# [Study text]

--*--

Thursday, December 22, 2011

Unidentified Hawthorn

Blue Jay Barrens is not a place where you are likely to find trees and shrubs growing in their traditional forms.  Most bear visual expressions of their struggle to survive in the dry shallow soil that typifies this area.  This Hawthorn is an excellent example of a plant surviving despite some terrible hardships.  It has been here longer than I have, but it never seems to get any larger.  Its failure to produce flowers and the resulting fruits has made it impossible for me to be positive of its species.

The lichens have pretty much covered the trunk and older branches.  There aren’t many woody plants that avoid becoming the base for a lichen colony.  I’ve not noticed that the lichens do any harm to their hosts.

The branches are an excellent show of the ravages of disease and pestilence.  How many different afflictions can one plant suffer?  There are cracks, swellings, pits, lesions, deformities and shriveled leaves in abundance.

This is not an example of healthy growth.  To look at it, you would think that the shrub was dead or at least in its last season.

--*--

# [Provided information]
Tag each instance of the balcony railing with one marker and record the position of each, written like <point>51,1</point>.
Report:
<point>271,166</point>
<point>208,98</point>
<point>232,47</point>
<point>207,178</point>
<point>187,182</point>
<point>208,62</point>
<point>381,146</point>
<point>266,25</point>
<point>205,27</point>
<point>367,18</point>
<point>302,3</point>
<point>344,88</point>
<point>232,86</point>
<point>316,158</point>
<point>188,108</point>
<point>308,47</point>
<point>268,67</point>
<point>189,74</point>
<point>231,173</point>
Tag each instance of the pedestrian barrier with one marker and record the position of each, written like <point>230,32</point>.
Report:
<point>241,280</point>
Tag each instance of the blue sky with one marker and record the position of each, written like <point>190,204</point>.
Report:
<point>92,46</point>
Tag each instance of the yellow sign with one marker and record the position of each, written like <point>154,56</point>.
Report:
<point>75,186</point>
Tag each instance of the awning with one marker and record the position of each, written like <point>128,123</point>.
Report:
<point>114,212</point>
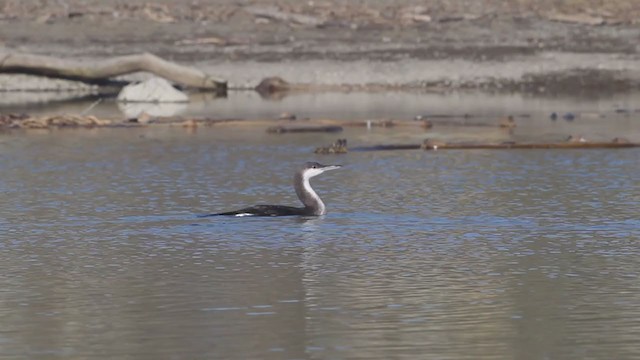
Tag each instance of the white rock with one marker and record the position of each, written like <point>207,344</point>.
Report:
<point>154,90</point>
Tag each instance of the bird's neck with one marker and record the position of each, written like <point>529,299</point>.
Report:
<point>307,195</point>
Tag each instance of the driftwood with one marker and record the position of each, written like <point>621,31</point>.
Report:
<point>101,72</point>
<point>303,129</point>
<point>340,146</point>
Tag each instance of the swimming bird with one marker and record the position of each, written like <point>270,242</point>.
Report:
<point>313,205</point>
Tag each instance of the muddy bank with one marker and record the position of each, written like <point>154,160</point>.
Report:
<point>536,46</point>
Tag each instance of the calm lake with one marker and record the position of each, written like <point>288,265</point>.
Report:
<point>526,254</point>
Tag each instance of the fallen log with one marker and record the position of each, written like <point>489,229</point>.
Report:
<point>303,129</point>
<point>340,146</point>
<point>102,72</point>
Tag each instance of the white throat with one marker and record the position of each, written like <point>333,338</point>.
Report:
<point>307,188</point>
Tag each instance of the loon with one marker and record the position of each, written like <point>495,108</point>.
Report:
<point>313,205</point>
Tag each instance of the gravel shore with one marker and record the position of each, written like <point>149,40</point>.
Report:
<point>534,46</point>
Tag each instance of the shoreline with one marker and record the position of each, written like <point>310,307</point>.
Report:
<point>376,46</point>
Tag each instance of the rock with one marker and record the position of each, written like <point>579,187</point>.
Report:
<point>287,116</point>
<point>154,90</point>
<point>576,139</point>
<point>272,84</point>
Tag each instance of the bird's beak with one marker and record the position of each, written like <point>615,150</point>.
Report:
<point>331,167</point>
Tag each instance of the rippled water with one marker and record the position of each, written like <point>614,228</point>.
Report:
<point>444,255</point>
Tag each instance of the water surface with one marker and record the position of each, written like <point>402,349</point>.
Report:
<point>448,254</point>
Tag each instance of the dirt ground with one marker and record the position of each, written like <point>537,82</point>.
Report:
<point>528,45</point>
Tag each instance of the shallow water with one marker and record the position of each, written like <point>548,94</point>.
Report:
<point>447,255</point>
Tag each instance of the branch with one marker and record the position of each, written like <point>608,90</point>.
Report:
<point>100,72</point>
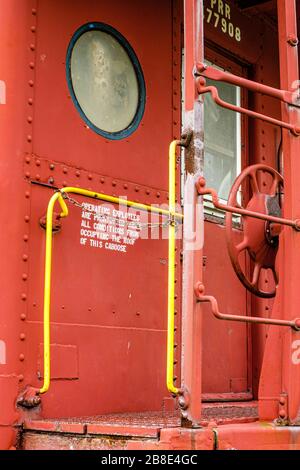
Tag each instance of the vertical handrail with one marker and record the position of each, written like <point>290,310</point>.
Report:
<point>171,267</point>
<point>59,196</point>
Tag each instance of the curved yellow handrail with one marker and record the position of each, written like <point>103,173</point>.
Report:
<point>58,196</point>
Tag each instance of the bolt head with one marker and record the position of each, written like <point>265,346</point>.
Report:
<point>282,414</point>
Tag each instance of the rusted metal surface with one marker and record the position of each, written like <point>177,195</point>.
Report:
<point>190,402</point>
<point>202,190</point>
<point>257,436</point>
<point>222,436</point>
<point>102,331</point>
<point>199,292</point>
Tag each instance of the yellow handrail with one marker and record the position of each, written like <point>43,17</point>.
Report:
<point>58,196</point>
<point>171,268</point>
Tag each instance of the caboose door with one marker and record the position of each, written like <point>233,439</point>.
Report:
<point>103,106</point>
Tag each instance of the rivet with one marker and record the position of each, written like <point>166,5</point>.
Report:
<point>282,414</point>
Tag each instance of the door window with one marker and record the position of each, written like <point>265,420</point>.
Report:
<point>222,139</point>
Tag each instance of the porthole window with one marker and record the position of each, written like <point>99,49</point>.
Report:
<point>105,80</point>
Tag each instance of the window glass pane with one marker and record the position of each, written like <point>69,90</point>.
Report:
<point>222,139</point>
<point>104,81</point>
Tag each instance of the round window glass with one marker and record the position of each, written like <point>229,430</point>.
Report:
<point>106,80</point>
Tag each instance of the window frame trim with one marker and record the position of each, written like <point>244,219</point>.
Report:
<point>106,28</point>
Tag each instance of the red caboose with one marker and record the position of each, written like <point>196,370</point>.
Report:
<point>151,218</point>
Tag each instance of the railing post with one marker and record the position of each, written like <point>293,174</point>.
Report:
<point>193,226</point>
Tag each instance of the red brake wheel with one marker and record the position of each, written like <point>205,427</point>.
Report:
<point>260,238</point>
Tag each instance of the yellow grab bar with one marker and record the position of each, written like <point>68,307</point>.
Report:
<point>171,268</point>
<point>58,196</point>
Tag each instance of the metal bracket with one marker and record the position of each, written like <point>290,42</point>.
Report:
<point>56,222</point>
<point>200,294</point>
<point>288,97</point>
<point>202,190</point>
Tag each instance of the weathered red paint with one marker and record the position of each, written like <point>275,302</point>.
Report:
<point>109,313</point>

--*--

# [Problems and tasks]
(a) Using the hawthorn post, explain why the writer can't be sure which species this hawthorn is.
(b) Answer these from the hawthorn post:
(i) What kind of soil is typical of the area?
(ii) What has covered most of the trunk and older branches?
(iii) Has the writer noticed lichens harming the plants they grow on?

# [Answers per task]
(a) The hawthorn doesn't produce flowers, so it doesn't produce the fruits that come from them either. Without those, the writer can't be positive of its species.

(b)
(i) Dry, shallow soil.
(ii) Lichens.
(iii) No.